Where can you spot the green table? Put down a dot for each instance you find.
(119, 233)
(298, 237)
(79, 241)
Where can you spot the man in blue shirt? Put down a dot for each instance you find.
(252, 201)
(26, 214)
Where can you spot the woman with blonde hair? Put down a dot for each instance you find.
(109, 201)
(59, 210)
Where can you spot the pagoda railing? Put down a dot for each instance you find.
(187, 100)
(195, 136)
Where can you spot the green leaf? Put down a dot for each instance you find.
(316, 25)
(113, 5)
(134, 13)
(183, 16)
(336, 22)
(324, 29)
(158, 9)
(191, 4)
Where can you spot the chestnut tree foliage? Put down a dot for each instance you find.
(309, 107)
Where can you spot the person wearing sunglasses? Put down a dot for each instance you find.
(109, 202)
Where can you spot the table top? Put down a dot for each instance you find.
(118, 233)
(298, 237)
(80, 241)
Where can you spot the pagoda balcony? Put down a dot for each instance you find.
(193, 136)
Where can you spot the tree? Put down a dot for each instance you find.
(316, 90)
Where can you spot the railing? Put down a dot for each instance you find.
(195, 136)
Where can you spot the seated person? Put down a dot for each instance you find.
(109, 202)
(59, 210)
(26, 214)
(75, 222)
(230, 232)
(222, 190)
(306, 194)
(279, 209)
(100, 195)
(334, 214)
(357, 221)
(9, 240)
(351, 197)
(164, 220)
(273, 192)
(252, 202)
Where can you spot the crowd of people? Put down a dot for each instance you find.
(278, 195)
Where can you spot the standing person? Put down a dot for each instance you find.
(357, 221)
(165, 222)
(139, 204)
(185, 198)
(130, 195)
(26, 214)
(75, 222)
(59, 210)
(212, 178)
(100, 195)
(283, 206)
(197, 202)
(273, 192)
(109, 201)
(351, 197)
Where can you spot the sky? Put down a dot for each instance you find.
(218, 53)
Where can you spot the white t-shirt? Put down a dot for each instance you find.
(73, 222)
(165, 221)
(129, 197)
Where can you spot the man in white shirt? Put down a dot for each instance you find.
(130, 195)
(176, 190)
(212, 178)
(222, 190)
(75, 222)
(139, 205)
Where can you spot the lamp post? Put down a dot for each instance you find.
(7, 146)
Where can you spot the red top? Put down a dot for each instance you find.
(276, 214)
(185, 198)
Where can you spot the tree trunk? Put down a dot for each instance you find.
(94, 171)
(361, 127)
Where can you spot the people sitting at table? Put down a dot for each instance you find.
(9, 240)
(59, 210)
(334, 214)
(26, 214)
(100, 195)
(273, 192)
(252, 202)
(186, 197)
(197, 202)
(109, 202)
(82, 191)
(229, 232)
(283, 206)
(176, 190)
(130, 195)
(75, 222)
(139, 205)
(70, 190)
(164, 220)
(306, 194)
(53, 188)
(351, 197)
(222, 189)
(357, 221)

══════════════════════════════

Task prompt: After locating the line containing "Where can you spot the man in white", give that line and every later line of the listing again exactly, up to and including the last.

The completed task:
Where can you spot the man in white shirt? Put down a dot for each instance you find.
(130, 195)
(176, 190)
(212, 178)
(222, 190)
(75, 222)
(139, 205)
Where can you spot the lamp post? Put down a dot for each instance you find.
(7, 146)
Where can you spot the red top? Put down a dot for each instance you find.
(276, 214)
(185, 198)
Where can you spot the tree trunk? Put down a dot for each instance you find.
(94, 171)
(361, 127)
Where can you spot the people sitting at table? Put down a dot for each instance you find.
(9, 240)
(59, 210)
(334, 214)
(26, 214)
(100, 195)
(273, 192)
(252, 202)
(186, 197)
(197, 202)
(109, 202)
(82, 191)
(229, 232)
(283, 206)
(176, 190)
(130, 195)
(75, 222)
(139, 205)
(70, 190)
(164, 220)
(306, 194)
(53, 188)
(351, 197)
(222, 189)
(357, 221)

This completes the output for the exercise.